## Provided passage:
****************************************

- Conference: Northeast-10 Conference
- Record: 5–6 (5–5 NE-10)
- Head coach: Jim Miceli (4th season);
- Offensive coordinator: Damian Wroblewski (2nd season)
- Defensive coordinator: Paul Castonia (2nd season)
- Home stadium: Bulldog Stadium

= 2002 Bryant Bulldogs football team =

American college football season

The 2002 Bulldogs football team represented Bryant College as a member of Northeast-10 Conference (NE-10) during the 2002 NCAA Division II football season. The Bulldogs were led by fourth-year head coach Jim Miceli and played their home games at Bulldog Stadium. They finished the season 5–6 overall and 5–5 in NE-10 play.

****************************************

## Tasks and exercises:
**a.** In the 2002 Bryant Bulldogs football text, rewrite the paragraph beginning "The 2002 Bulldogs football team represented" as a short bulleted list that keeps its main facts.
**b.** Who served as defensive coordinator of the 2002 Bryant Bulldogs football team?
**c.** Edit the 2002 Bryant Bulldogs football text by repeating the part that opens with the words containing "- Conference: Northeast-10" and closes with "Wroblewski (2nd season)", replacing "Record" with "Overall record".

## Items:
****************************************

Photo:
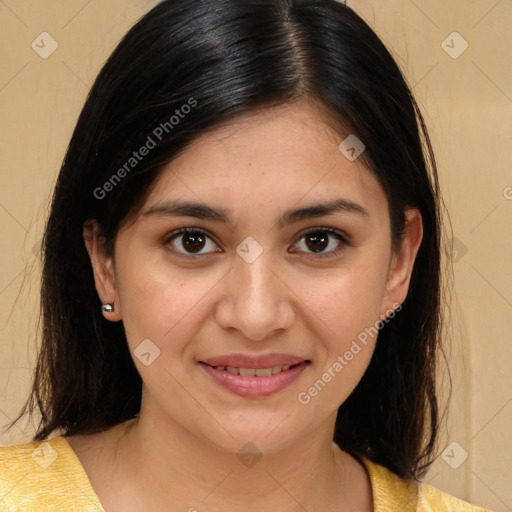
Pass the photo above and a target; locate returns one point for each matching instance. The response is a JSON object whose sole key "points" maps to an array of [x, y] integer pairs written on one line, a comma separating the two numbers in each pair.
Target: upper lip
{"points": [[247, 361]]}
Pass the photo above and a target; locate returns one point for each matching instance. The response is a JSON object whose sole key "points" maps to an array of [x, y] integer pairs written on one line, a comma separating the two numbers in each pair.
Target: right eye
{"points": [[192, 240]]}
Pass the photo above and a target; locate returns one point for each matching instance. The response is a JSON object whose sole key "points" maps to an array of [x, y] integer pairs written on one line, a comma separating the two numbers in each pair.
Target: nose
{"points": [[255, 299]]}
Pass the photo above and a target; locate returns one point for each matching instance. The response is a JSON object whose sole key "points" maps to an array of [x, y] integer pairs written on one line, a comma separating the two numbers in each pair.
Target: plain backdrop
{"points": [[456, 56]]}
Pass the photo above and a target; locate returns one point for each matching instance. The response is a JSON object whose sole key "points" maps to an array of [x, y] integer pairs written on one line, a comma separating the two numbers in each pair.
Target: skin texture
{"points": [[181, 451]]}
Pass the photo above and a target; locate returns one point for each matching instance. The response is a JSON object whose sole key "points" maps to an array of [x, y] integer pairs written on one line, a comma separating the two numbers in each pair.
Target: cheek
{"points": [[161, 303]]}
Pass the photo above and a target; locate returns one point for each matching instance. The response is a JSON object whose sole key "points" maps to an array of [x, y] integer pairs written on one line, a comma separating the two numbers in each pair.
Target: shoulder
{"points": [[392, 493], [44, 476]]}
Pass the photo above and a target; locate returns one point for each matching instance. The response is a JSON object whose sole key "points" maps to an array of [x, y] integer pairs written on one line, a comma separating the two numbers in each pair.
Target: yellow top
{"points": [[48, 477]]}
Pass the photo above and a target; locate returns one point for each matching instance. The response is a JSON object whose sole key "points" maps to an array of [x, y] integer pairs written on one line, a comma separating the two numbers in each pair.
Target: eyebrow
{"points": [[205, 212]]}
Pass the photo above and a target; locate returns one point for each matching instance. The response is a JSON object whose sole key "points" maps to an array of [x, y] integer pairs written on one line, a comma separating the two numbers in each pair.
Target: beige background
{"points": [[467, 102]]}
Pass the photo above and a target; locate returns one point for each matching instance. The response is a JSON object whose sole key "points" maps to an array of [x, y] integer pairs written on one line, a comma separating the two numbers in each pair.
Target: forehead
{"points": [[274, 159]]}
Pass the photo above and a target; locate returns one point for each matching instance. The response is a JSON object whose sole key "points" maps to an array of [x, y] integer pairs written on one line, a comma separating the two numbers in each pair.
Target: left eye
{"points": [[319, 239], [194, 240]]}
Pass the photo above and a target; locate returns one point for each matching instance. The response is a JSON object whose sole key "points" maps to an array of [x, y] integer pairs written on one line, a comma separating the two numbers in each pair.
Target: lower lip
{"points": [[252, 386]]}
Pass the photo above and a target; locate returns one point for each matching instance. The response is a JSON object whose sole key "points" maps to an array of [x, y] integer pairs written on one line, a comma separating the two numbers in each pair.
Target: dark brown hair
{"points": [[230, 58]]}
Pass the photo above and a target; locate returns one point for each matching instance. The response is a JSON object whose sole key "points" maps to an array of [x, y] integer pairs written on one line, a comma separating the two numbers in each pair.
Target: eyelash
{"points": [[344, 240]]}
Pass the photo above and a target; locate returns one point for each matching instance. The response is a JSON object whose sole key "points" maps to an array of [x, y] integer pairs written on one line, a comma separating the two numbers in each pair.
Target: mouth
{"points": [[258, 372], [254, 382]]}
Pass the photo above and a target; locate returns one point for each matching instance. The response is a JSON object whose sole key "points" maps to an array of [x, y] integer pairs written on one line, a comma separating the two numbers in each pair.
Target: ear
{"points": [[103, 269], [402, 263]]}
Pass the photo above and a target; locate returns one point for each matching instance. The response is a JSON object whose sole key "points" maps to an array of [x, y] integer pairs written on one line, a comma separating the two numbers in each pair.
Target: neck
{"points": [[168, 464]]}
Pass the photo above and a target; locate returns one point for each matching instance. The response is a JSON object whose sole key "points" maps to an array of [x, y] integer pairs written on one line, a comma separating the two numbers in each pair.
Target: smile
{"points": [[255, 382]]}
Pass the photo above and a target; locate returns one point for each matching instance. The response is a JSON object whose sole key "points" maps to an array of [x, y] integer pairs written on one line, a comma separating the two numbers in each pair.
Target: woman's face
{"points": [[269, 267]]}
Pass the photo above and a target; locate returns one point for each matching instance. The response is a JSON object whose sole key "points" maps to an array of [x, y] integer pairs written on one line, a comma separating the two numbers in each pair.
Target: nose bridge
{"points": [[255, 301]]}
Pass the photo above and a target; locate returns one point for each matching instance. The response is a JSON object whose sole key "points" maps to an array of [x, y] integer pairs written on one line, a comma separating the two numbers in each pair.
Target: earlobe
{"points": [[103, 270], [402, 264]]}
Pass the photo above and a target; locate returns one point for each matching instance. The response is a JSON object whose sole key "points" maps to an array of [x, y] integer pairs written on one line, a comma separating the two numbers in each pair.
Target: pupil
{"points": [[193, 241], [315, 238]]}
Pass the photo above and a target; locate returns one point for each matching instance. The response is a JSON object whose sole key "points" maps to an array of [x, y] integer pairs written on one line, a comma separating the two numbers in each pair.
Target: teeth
{"points": [[259, 372]]}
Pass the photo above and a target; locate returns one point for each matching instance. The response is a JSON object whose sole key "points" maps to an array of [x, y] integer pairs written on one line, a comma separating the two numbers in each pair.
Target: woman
{"points": [[241, 283]]}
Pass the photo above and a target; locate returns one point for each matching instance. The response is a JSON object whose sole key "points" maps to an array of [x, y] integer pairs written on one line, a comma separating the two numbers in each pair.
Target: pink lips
{"points": [[246, 361], [253, 386]]}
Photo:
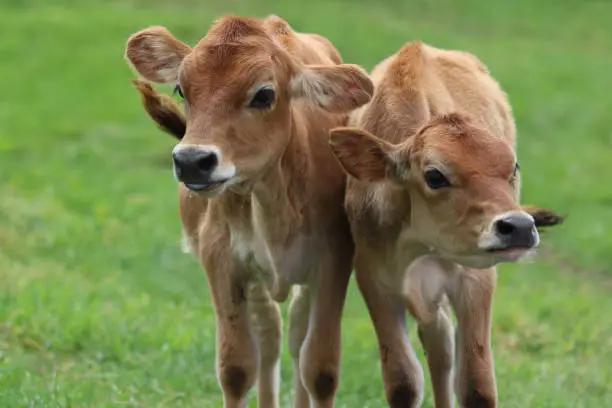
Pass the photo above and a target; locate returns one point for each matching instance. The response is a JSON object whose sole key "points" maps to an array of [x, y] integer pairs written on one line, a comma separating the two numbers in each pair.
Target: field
{"points": [[99, 307]]}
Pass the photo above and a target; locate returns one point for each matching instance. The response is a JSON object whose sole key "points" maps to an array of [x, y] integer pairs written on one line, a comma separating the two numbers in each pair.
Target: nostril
{"points": [[505, 227], [207, 162]]}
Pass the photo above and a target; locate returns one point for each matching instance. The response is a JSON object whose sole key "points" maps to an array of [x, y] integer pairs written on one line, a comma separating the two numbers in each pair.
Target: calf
{"points": [[261, 195], [433, 205]]}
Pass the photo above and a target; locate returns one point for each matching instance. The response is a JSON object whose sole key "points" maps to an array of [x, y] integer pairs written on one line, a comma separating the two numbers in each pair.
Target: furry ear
{"points": [[335, 88], [155, 54], [361, 154], [544, 218], [164, 111]]}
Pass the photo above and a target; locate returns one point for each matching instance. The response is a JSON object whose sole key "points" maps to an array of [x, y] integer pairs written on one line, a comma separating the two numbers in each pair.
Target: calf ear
{"points": [[164, 111], [335, 88], [156, 54], [543, 217], [361, 154]]}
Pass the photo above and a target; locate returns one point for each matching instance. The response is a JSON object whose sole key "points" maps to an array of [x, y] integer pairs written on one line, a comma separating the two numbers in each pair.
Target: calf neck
{"points": [[261, 195], [433, 204]]}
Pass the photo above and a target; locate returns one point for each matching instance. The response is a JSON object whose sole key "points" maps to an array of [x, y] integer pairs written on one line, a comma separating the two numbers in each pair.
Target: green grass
{"points": [[99, 307]]}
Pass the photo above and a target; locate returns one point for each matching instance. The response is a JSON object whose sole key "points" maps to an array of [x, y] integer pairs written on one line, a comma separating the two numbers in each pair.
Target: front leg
{"points": [[237, 358], [267, 322], [471, 297], [402, 373], [320, 353]]}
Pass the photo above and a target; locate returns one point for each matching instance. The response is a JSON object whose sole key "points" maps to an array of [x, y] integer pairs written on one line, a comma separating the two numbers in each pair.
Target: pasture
{"points": [[100, 308]]}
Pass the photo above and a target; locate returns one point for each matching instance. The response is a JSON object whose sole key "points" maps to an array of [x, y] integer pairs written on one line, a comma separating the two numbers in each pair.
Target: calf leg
{"points": [[471, 297], [437, 340], [299, 311], [267, 322], [237, 358], [401, 370], [425, 284], [320, 353]]}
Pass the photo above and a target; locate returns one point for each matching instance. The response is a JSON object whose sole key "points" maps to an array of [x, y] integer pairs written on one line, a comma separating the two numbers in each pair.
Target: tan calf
{"points": [[433, 201], [261, 195]]}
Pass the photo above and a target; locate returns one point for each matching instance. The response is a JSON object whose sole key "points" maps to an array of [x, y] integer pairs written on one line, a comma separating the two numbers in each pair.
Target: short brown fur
{"points": [[278, 220], [419, 247]]}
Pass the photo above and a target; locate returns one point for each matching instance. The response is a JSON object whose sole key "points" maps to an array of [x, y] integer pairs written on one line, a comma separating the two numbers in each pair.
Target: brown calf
{"points": [[433, 205], [261, 195]]}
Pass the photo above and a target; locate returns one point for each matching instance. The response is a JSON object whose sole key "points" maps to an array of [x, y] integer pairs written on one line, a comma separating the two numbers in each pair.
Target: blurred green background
{"points": [[99, 307]]}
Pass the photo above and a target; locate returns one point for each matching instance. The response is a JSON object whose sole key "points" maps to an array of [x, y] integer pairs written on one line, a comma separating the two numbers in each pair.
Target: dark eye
{"points": [[177, 90], [263, 99], [435, 179]]}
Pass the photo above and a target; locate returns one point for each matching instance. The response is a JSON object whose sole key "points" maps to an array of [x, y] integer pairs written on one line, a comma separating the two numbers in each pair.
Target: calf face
{"points": [[238, 83], [462, 187]]}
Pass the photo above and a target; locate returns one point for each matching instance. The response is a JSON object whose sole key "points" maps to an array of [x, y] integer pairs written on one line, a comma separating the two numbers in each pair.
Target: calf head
{"points": [[462, 184], [237, 84]]}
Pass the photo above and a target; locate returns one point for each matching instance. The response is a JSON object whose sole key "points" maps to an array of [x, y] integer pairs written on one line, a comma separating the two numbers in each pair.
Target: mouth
{"points": [[508, 250], [205, 187]]}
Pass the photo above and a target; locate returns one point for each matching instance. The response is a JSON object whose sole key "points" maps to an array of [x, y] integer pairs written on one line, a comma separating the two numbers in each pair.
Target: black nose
{"points": [[194, 165], [517, 231]]}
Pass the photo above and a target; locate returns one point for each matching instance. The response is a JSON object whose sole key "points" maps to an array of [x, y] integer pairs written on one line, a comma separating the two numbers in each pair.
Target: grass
{"points": [[99, 307]]}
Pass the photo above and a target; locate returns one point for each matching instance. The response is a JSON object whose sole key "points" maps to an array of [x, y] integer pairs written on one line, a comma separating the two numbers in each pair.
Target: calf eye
{"points": [[435, 179], [177, 90], [263, 99]]}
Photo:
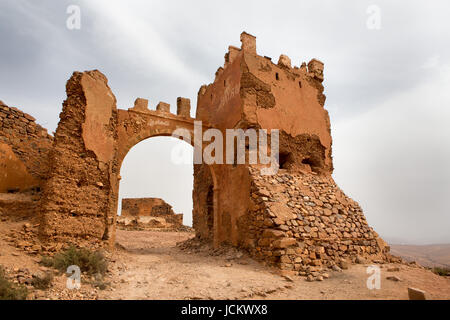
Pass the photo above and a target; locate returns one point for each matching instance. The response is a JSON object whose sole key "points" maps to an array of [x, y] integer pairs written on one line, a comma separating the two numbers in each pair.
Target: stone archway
{"points": [[138, 124]]}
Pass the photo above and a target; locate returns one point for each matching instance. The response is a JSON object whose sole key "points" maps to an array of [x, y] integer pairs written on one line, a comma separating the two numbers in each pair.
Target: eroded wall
{"points": [[24, 149], [145, 213], [77, 196]]}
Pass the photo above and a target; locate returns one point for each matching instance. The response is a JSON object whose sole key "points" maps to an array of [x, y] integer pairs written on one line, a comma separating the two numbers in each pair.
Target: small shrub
{"points": [[9, 290], [445, 272], [88, 261], [43, 282]]}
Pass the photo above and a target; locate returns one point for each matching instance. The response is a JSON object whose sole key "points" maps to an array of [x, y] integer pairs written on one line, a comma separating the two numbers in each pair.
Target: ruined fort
{"points": [[148, 213], [294, 219]]}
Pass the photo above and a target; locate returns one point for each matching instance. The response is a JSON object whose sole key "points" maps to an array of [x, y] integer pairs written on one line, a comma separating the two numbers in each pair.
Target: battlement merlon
{"points": [[248, 43]]}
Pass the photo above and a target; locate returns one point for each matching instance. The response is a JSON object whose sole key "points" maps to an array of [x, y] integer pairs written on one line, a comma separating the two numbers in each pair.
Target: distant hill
{"points": [[435, 255]]}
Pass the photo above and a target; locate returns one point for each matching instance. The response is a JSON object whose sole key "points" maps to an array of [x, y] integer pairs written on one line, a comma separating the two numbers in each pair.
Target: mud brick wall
{"points": [[76, 196], [24, 149], [299, 220]]}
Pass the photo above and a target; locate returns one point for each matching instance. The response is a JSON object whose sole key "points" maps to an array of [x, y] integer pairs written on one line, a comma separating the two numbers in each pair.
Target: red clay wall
{"points": [[24, 149]]}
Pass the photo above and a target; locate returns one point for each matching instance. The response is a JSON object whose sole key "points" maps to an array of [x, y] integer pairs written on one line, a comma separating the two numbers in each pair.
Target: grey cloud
{"points": [[163, 49]]}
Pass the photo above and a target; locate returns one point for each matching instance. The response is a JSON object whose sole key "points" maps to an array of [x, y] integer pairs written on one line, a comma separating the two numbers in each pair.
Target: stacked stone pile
{"points": [[29, 141]]}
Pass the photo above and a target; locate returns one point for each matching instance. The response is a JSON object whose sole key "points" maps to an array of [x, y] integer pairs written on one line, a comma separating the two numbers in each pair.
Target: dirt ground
{"points": [[150, 265]]}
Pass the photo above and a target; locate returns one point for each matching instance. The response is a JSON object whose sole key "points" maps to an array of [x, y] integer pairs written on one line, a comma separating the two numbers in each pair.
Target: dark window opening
{"points": [[313, 163]]}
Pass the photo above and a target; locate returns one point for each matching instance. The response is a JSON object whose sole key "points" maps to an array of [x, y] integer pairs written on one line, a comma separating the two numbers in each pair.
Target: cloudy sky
{"points": [[388, 88]]}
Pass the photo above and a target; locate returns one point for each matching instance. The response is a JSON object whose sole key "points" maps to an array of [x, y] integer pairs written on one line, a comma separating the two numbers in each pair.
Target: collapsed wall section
{"points": [[145, 213], [24, 149], [77, 196], [301, 220]]}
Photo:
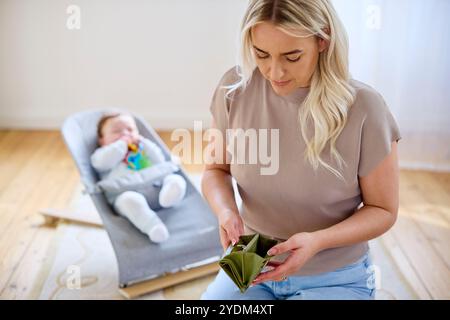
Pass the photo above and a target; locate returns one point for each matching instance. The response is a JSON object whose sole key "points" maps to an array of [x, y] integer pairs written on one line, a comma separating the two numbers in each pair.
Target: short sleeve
{"points": [[379, 130], [221, 101]]}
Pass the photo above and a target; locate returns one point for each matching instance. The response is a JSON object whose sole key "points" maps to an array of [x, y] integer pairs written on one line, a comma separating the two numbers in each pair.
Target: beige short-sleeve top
{"points": [[297, 198]]}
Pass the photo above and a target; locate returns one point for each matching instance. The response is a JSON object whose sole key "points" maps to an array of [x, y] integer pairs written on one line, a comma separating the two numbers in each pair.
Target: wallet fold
{"points": [[247, 259]]}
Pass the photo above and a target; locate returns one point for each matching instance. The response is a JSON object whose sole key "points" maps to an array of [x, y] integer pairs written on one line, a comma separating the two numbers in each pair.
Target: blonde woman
{"points": [[337, 183]]}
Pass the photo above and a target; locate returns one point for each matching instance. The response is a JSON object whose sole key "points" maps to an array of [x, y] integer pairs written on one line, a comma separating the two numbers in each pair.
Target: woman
{"points": [[337, 184]]}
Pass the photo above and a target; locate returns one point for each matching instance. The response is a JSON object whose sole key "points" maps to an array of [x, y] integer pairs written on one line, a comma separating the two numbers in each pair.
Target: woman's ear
{"points": [[323, 43]]}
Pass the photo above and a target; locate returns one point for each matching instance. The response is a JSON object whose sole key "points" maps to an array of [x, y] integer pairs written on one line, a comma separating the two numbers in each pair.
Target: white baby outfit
{"points": [[158, 187]]}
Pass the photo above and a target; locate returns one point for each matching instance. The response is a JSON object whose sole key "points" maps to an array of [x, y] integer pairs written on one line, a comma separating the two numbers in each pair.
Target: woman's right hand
{"points": [[231, 228]]}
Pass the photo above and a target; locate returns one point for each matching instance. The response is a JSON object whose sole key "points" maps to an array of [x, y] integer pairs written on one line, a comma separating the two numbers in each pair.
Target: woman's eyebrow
{"points": [[283, 54]]}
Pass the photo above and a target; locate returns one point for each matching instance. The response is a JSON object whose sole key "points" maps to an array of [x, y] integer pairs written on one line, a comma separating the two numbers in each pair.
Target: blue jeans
{"points": [[352, 282]]}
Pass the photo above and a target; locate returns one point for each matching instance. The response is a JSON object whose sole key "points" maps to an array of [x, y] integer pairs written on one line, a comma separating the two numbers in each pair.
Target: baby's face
{"points": [[120, 127]]}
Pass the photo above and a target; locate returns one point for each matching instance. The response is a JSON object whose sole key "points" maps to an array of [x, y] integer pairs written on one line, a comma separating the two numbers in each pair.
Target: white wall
{"points": [[161, 59]]}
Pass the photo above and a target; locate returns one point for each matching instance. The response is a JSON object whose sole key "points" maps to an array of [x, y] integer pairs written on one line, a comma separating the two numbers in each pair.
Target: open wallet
{"points": [[247, 259]]}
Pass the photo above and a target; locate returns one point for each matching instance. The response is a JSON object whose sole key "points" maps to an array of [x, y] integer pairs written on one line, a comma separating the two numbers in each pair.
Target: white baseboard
{"points": [[54, 123]]}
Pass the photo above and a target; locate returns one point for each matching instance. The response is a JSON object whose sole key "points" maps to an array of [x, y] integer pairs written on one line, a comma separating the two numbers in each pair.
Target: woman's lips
{"points": [[281, 83]]}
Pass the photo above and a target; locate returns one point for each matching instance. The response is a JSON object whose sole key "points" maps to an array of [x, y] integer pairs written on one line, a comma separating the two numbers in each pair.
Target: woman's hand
{"points": [[231, 227], [302, 246]]}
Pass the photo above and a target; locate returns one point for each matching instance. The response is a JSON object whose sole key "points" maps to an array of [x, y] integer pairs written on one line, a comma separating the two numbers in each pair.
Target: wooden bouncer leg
{"points": [[171, 279]]}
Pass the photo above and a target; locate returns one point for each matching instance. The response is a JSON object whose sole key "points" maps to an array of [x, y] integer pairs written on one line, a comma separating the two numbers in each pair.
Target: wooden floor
{"points": [[36, 172]]}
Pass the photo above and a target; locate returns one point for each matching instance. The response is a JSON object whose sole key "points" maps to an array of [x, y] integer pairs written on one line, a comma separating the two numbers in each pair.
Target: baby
{"points": [[124, 152]]}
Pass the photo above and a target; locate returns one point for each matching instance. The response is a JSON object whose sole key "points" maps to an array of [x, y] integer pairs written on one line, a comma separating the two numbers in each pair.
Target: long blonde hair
{"points": [[330, 95]]}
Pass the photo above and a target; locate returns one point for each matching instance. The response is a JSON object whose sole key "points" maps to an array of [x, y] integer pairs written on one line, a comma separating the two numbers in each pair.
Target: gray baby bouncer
{"points": [[193, 249]]}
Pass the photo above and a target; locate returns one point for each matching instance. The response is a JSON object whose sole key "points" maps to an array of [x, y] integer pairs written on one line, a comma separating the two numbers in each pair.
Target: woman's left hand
{"points": [[303, 246]]}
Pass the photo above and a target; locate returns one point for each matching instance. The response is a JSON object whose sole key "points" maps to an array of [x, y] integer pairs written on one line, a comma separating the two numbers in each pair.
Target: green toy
{"points": [[136, 157]]}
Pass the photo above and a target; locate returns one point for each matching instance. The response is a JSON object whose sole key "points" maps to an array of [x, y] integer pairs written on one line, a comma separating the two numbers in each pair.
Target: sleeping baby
{"points": [[134, 174]]}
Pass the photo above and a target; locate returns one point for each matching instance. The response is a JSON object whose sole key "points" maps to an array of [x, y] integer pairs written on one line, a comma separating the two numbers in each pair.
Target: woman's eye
{"points": [[293, 59], [261, 56]]}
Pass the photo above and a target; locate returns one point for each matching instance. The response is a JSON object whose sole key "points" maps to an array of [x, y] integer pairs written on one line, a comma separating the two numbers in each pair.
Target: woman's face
{"points": [[288, 62]]}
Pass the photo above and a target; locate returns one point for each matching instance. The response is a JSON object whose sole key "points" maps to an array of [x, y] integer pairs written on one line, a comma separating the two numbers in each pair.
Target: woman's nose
{"points": [[276, 71]]}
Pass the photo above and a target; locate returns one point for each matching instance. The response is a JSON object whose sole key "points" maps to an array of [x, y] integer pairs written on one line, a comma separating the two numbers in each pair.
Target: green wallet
{"points": [[247, 258]]}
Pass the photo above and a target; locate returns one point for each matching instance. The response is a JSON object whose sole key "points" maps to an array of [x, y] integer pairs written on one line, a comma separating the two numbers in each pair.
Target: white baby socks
{"points": [[133, 206], [172, 191]]}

****************************************

## Problem solutions:
**a.**
- Team: 2002 Bulldogs of Bryant College, a member of the Northeast-10 Conference (NE-10)
- Season: 2002 NCAA Division II football
- Head coach: Jim Miceli, in his fourth year
- Home games: Bulldog Stadium
- Record: 5–6 overall, 5–5 in NE-10 play

**b.** Paul Castonia, in his second season.

**c.**
- Conference: Northeast-10 Conference
- Overall record: 5–6 (5–5 NE-10)
- Head coach: Jim Miceli (4th season);
- Offensive coordinator: Damian Wroblewski (2nd season)